AÇÕES A REALIZAR:
a – No trecho fornecido, qual é o título do terceiro artigo da série?
b – Troque "série" por "coleção" no trecho fornecido e reproduza a parte que vai de "Este é o sexto" até "novo vocabulário político.", inclusive.

TRECHO FORNECIDO:
****************************************

Este é o sexto artigo de uma série chamada Novos Pensadores. O primeiro foi intitulado É tempo de novos pensadores. O segundo Seja um novo pensador. O terceiro Um roteiro de investigação para novos pensadores. O quarto Quem são os novos pensadores. E o quinto Um novo vocabulário político.

A crise atual pode ser vista como a conjunção de várias crises: ética, política, social, econômica. Mas todas essas crises, que incidem diferentemente em várias localidades, também podem ser vistas como conexas a uma crise maior: a crise do padrão civilizatório patriarcal ou da sociedade hierárquica que vem se reproduzindo desde o surgimento do Estado. Nesse sentido, ela é também a crise da forma atual de Estado, o Estado-nação e de todas as formas políticas a ele subordinadas e de todos os arranjos sociais a ele relacionados.

****************************************

DADOS EXIBIDOS:
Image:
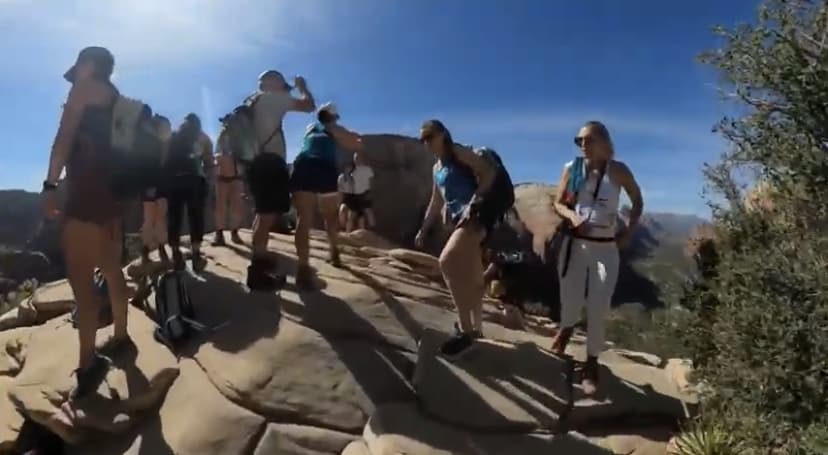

****************************************

RESPOSTAS POR TAREFA:
a – Um roteiro de investigação para novos pensadores.

b –
Este é o sexto artigo de uma coleção chamada Novos Pensadores. O primeiro foi intitulado É tempo de novos pensadores. O segundo Seja um novo pensador. O terceiro Um roteiro de investigação para novos pensadores. O quarto Quem são os novos pensadores. E o quinto Um novo vocabulário político.